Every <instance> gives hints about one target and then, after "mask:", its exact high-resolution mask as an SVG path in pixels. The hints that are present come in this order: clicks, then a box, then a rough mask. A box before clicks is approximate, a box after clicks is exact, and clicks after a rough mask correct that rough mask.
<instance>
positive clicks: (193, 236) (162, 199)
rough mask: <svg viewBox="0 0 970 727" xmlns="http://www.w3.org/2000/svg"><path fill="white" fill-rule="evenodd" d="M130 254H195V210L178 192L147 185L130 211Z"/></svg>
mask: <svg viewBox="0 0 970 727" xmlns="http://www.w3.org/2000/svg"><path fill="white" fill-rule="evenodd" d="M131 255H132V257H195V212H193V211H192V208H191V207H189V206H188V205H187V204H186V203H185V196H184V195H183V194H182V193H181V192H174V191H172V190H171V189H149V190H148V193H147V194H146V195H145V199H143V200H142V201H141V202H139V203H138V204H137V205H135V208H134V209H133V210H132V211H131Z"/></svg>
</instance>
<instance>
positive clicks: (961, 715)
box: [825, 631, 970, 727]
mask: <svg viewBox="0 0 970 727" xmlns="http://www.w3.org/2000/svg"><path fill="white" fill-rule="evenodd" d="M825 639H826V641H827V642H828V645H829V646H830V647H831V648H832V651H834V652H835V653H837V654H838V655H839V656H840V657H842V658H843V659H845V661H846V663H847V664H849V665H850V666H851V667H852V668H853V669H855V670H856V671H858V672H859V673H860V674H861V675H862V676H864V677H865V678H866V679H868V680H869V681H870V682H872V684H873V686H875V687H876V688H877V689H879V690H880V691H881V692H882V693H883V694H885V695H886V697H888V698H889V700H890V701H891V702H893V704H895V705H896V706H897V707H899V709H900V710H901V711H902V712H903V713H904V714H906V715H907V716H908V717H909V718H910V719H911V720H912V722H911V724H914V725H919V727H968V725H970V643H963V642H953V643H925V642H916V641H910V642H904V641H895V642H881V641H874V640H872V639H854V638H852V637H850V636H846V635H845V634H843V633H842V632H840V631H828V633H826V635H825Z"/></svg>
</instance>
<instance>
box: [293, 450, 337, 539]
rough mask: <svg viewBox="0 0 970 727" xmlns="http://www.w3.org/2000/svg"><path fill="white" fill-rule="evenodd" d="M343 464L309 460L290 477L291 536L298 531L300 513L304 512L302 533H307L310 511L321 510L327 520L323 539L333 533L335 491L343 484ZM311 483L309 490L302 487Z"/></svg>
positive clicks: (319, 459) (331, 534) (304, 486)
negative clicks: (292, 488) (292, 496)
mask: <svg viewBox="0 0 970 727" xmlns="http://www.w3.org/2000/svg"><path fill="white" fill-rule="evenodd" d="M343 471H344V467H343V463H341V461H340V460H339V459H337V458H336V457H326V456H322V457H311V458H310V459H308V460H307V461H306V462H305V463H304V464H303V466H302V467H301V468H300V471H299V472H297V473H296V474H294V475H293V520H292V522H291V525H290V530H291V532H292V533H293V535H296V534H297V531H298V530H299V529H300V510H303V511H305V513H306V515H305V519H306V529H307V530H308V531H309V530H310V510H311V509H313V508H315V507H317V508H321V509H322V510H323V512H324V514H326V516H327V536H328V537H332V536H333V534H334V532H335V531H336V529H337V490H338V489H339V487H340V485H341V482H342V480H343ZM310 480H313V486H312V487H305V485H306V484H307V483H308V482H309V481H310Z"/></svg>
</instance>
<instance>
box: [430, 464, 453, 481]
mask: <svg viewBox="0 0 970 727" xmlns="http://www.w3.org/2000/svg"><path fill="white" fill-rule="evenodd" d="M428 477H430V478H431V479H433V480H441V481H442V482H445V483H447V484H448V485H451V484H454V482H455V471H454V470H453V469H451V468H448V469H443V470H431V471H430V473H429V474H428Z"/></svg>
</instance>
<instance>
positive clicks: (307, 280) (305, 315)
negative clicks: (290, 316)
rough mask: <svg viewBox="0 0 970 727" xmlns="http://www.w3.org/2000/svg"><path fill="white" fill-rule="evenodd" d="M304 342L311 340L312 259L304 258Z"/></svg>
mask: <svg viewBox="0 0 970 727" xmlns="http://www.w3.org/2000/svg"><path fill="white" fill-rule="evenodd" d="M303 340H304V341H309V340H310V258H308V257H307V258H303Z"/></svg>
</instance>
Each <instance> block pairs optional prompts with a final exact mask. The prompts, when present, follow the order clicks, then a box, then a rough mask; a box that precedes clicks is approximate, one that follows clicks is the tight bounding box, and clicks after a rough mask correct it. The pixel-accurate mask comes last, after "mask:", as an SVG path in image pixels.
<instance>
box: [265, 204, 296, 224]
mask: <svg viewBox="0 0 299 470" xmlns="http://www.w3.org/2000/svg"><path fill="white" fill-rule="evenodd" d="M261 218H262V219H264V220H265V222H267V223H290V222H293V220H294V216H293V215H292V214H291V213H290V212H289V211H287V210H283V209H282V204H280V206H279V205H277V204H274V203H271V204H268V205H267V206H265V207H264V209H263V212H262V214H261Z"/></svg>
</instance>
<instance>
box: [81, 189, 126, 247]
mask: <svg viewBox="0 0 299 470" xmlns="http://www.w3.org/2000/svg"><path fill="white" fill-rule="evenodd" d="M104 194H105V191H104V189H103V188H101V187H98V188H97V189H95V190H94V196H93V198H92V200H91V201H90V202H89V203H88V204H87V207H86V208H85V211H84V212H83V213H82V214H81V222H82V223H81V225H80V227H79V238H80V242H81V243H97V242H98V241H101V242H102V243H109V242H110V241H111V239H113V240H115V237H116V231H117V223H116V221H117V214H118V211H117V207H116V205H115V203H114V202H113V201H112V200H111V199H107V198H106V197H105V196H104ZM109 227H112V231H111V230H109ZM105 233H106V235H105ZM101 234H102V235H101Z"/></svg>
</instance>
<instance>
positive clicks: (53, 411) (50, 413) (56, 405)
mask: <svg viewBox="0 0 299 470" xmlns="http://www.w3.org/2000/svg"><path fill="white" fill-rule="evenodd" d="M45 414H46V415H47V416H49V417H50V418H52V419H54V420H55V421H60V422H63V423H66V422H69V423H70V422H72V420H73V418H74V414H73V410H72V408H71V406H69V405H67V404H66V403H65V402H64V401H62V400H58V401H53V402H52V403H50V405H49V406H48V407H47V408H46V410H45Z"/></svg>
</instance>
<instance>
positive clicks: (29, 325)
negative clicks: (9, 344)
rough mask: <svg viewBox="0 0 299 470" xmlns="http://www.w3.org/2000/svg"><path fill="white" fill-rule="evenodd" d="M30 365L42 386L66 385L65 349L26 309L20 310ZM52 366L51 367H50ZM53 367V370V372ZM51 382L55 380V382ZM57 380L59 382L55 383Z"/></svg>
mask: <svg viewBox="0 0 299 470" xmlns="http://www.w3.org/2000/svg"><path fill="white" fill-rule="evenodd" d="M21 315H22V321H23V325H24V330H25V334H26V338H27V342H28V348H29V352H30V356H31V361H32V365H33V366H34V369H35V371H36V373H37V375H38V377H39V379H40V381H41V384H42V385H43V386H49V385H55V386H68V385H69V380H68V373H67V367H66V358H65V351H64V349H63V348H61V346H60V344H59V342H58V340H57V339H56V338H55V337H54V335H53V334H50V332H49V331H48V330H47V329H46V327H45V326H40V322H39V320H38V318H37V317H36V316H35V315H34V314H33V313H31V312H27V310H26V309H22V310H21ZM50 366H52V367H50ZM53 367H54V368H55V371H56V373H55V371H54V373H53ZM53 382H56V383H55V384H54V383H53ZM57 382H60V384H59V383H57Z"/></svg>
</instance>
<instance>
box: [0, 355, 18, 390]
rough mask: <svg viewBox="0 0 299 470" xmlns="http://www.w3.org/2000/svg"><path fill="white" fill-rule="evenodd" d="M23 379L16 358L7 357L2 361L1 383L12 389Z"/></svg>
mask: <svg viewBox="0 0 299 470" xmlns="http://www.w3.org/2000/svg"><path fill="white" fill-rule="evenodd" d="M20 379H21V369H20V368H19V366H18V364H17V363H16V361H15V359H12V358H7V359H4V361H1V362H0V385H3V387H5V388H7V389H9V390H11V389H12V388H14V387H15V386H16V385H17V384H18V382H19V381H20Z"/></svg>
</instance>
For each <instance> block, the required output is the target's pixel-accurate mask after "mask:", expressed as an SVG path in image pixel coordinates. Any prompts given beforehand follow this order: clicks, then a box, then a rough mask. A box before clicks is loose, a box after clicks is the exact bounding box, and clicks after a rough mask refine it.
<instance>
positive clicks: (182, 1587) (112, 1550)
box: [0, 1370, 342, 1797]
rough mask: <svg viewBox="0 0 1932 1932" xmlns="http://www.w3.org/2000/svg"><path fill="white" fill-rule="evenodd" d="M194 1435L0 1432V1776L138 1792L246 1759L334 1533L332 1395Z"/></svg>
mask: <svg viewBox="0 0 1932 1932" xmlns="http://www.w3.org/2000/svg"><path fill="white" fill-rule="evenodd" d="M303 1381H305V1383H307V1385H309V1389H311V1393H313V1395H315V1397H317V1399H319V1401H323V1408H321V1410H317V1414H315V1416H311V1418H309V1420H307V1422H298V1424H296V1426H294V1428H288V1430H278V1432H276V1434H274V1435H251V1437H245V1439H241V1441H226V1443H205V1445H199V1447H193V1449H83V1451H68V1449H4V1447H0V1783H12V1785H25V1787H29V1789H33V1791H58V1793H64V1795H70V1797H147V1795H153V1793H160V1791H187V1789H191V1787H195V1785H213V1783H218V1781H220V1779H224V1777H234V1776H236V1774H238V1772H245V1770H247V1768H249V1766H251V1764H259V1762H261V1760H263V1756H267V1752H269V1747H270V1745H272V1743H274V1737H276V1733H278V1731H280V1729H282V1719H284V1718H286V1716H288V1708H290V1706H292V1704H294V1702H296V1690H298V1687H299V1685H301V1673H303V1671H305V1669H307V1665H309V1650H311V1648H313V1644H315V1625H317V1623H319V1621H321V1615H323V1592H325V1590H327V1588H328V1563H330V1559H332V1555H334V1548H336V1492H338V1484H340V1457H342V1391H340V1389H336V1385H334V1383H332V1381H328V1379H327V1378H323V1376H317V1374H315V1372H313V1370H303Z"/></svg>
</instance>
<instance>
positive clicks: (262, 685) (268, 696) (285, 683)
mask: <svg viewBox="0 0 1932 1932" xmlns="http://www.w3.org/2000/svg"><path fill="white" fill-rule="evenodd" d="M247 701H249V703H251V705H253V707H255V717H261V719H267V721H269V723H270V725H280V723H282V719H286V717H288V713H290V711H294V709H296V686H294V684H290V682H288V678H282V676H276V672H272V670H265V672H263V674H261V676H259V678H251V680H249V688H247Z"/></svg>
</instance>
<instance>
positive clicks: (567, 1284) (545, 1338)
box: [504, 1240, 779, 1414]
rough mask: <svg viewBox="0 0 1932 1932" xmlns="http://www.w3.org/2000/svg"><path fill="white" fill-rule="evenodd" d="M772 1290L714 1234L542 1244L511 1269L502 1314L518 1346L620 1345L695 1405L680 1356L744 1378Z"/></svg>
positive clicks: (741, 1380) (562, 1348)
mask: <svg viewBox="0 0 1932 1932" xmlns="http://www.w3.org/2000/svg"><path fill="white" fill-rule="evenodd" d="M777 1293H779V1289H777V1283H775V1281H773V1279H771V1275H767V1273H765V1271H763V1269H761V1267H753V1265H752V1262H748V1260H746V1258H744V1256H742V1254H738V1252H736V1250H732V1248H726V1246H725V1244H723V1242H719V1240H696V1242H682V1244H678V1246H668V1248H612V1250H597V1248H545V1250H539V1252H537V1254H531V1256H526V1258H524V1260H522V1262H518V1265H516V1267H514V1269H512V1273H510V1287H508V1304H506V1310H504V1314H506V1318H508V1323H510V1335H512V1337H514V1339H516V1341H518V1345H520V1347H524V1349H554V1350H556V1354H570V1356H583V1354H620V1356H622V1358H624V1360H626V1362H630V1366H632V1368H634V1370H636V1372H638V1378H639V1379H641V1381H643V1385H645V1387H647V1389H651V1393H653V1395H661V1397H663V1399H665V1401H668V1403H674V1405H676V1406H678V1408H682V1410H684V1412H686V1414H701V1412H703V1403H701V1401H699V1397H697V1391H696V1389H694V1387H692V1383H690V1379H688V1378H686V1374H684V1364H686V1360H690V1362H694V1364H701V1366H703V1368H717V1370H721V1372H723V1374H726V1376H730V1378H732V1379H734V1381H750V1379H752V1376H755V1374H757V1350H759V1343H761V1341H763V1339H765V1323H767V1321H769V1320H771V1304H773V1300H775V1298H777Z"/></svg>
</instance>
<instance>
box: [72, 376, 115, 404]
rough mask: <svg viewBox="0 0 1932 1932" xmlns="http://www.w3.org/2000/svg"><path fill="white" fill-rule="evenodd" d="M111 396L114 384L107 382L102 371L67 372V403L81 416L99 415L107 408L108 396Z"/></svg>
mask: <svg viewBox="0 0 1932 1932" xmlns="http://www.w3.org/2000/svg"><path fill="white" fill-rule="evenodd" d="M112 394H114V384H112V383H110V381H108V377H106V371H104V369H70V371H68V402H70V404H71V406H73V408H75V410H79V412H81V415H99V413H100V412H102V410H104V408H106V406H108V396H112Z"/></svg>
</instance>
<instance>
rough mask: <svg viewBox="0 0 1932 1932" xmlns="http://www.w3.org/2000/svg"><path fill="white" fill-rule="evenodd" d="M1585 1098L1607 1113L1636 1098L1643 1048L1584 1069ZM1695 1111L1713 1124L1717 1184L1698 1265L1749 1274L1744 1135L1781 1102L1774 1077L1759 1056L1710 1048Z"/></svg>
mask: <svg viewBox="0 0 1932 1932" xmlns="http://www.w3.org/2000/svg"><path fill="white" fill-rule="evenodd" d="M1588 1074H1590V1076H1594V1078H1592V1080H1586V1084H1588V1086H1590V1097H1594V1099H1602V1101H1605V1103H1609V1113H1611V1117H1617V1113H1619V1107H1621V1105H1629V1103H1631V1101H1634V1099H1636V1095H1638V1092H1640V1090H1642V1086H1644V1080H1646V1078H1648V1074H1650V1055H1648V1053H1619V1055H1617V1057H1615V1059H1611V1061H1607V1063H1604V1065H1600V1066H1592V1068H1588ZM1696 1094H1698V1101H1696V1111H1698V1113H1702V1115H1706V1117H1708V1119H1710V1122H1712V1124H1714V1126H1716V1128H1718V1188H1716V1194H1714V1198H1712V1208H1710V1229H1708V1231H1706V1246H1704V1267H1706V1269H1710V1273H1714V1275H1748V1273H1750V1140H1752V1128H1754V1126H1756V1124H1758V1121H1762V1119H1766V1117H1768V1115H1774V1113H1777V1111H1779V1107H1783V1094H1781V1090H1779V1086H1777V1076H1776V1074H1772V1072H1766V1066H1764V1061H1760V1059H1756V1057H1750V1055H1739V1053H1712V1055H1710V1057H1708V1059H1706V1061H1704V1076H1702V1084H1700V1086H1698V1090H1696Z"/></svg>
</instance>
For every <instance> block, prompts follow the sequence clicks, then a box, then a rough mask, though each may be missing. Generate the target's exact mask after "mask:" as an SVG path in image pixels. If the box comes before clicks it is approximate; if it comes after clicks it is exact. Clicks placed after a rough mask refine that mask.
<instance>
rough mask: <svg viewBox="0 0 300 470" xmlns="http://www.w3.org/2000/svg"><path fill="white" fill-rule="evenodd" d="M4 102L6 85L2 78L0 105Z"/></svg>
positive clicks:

■ ■ ■ ■ ■ ■ ■

● WHAT IS NEEDED
Each line from the start of the listing through the line with "positive clicks: (193, 236) (162, 199)" is to be restated verbatim, both ends included.

● WRITTEN RESPONSE
Every <instance> gives hints about one target and then, after "mask:", its exact high-resolution mask as an SVG path in pixels. The hints that are present come in this order: clicks, then a box, then a rough mask. A box before clicks is approximate, a box after clicks is exact, and clicks after a rough mask correct that rough mask.
<instance>
positive clicks: (193, 236) (162, 199)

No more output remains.